_TEXTO_

>>>

Em 2019, o governo do Chile iniciou o processo de redação de uma nova proposta de Constituição para o país. Após três votações, procedimento necessário para a mudança constitucional, a proposta da nova Constituição desenvolvida pelo atual governo foi rejeitada por 62% da população em setembro de 2022 (BBC, 2019; 2022). Assim, será mantida a Constituição de 1980, redigida durante o regime ditatorial comandado pelo general Augusto Pinochet e que possui diversas críticas em relação a sua capacidade de garantia dos direitos sociais, principalmente por ter sido pensada como um instrumento para garantir “os ideais da apolítica, da eficiência tecnocrática, do anticomunismo e da economia do laissez-faire que o regime militar de Pinochet acabava de implementar” (Couso, 2019).
Dessa forma, segundo Couso (2019), a Constituição de 1980 traz para o contexto jurídico a ideia de que o Estado não deve intervir na economia, assim seu papel é reduzido a apenas fornecer aquilo que o mercado não é capaz de oferecer de modo eficiente. No caso da constituição, ficou como obrigação para o Estado chileno fornecer apenas as condições necessárias para que o mercado funcione, enquanto este exerce o papel de suprir desde as necessidades mais básicas da sociedade, como os serviços de saúde, o sistema de pensões, o sistema educacional, o sistema de transportes, entre outros serviços públicos.
Tendo isso em vista, os pontos que causam mais controvérsia na Constituição chilena são: ter sido redigida durante um regime ditatorial, sendo considerada de origem ilegítima por grande parte da população do país; a sua rigidez, que dificulta a reforma ou alteração da carta constituinte, contribuindo para a permanência de questões como o direito à seguridade social e liberdade de educação igual a quando foi redigida; finalmente, a instituição de um Estado Subsidiário, “que se limita apenas ao monitoramento ou supervisão de como os indivíduos/mercados fornecem esses direitos” (BBC, 2019). Quais seriam as consequências de algumas propostas da Constituição rejeitada para a sociedade chilena? (A partir desse ponto, serão usados dados da realidade brasileira para exemplificar os possíveis impactos que seriam gerados, com o intuito de facilitar a exposição.)
- O Chile se tornaria um país com democracia paritária, ou seja, as mulheres deveriam ocupar no mínimo 50% de todos os órgãos do Estado, além de promover medidas para garantir a paridade de direito entre homens e mulheres (BBC, 2022).
Tomando o caso brasileiro como exemplo, em 2022, segundo a nota técnica do Observatório Nacional da Mulher na Política, a Câmara do Deputado é composta por 84,99% de homens e 15,01% de mulheres. Como exposto na Figura 1, isso significa que dos 513 assentos pleiteados, apenas 77 são ocupados por mulheres. Entretanto, de acordo com a democracia paritária, a Câmara deveria ser composta por pelo menos 257 mulheres, ou seja, seriam mais 180 deputadas do que a realidade brasileira atualmente.

<<<

_TAREFAS_
1. No texto sobre a Constituição chilena, enumere os serviços citados nominalmente como necessidades da sociedade que, pela Constituição de 1980, o mercado deve suprir.
2. Transcreva do texto sobre a Constituição chilena o trecho que começa nas palavras "Tomando o caso" e termina após "realidade brasileira atualmente.".

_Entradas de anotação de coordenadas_
>>>

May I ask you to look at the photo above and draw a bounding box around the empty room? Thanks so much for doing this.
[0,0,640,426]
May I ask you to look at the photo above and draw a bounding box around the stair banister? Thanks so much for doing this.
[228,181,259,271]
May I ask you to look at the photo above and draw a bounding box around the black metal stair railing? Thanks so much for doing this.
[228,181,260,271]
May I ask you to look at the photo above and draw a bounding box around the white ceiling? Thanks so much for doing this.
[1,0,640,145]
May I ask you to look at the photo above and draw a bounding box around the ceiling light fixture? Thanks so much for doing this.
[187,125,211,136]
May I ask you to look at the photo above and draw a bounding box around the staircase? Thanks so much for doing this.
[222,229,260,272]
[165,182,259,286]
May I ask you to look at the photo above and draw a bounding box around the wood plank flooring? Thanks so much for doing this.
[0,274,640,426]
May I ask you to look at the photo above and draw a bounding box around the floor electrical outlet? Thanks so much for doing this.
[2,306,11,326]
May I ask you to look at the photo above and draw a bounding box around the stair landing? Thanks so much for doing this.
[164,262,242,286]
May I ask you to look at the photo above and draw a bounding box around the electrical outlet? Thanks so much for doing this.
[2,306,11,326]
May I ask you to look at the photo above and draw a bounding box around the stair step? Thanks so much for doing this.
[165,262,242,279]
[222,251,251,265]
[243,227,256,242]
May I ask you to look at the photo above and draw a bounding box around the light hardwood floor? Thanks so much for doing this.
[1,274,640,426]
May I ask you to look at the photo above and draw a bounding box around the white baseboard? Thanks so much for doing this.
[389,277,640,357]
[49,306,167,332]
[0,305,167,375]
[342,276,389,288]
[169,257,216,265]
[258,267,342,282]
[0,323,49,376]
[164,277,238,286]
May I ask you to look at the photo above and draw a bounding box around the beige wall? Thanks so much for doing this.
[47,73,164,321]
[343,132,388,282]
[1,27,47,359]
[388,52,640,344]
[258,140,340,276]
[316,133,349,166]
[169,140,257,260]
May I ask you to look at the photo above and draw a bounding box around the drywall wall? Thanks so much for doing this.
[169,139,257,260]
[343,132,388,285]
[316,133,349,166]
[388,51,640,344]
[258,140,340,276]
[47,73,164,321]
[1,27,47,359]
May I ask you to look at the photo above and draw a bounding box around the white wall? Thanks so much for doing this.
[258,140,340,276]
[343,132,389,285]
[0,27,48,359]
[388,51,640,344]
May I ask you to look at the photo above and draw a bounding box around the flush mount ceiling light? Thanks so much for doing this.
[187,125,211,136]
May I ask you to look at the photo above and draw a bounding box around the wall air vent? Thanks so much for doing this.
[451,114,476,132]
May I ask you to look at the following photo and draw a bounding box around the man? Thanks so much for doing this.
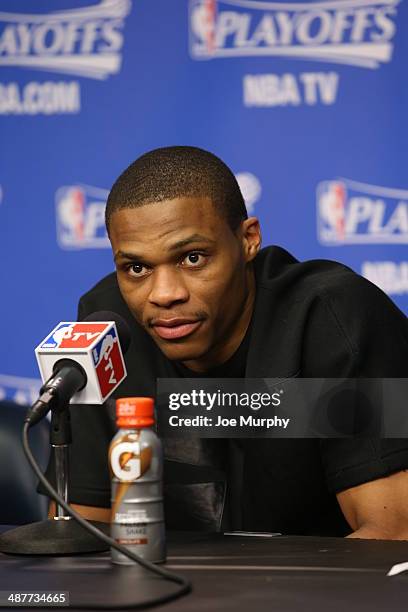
[46,147,408,539]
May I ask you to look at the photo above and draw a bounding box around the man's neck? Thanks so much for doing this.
[182,270,256,373]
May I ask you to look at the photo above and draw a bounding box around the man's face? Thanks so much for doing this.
[109,197,253,369]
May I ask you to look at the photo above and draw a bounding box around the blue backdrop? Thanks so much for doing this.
[0,0,408,402]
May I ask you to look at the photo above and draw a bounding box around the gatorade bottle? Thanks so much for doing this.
[109,397,166,565]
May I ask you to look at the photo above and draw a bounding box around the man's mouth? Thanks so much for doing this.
[151,318,203,340]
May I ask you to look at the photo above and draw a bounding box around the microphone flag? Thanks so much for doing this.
[35,321,127,404]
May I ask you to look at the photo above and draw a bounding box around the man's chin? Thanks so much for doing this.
[154,338,208,361]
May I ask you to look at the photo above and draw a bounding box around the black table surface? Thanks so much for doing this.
[0,533,408,612]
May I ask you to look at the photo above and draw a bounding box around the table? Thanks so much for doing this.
[0,533,408,612]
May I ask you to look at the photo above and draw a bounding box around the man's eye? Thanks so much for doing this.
[182,253,206,268]
[127,264,146,276]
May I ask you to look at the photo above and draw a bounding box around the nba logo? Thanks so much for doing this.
[190,0,217,57]
[317,181,347,243]
[56,185,109,249]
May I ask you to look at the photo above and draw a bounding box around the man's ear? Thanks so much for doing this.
[241,217,262,262]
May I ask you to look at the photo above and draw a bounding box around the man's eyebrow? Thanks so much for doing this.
[114,234,215,261]
[113,251,142,261]
[169,234,215,251]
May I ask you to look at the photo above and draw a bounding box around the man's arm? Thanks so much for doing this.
[48,501,111,523]
[337,470,408,540]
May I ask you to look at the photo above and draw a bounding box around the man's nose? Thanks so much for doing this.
[149,267,189,308]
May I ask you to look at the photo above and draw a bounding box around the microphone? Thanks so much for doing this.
[26,311,131,426]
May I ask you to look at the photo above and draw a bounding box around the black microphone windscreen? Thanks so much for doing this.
[84,310,132,354]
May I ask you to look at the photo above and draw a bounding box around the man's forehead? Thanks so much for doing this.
[110,198,233,259]
[110,197,224,238]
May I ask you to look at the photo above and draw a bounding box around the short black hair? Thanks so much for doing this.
[105,146,248,231]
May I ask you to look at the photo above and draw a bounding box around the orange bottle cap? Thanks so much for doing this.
[116,397,154,428]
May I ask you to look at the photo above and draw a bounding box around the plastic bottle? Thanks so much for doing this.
[109,397,166,565]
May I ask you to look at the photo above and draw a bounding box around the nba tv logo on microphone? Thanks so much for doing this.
[35,321,126,404]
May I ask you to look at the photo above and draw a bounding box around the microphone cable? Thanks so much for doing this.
[22,417,192,610]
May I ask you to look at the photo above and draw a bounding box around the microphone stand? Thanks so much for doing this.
[0,401,109,555]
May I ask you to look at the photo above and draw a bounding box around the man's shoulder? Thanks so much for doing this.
[256,246,398,310]
[79,272,130,318]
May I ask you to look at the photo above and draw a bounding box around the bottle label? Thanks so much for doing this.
[109,432,152,482]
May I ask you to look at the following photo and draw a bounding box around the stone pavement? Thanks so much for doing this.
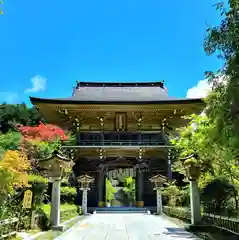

<<<

_RESPOSTAS_
1.
- serviços de saúde
- sistema de pensões
- sistema educacional
- sistema de transportes

2.
Tomando o caso brasileiro como exemplo, em 2022, segundo a nota técnica do Observatório Nacional da Mulher na Política, a Câmara do Deputado é composta por 84,99% de homens e 15,01% de mulheres. Como exposto na Figura 1, isso significa que dos 513 assentos pleiteados, apenas 77 são ocupados por mulheres. Entretanto, de acordo com a democracia paritária, a Câmara deveria ser composta por pelo menos 257 mulheres, ou seja, seriam mais 180 deputadas do que a realidade brasileira atualmente.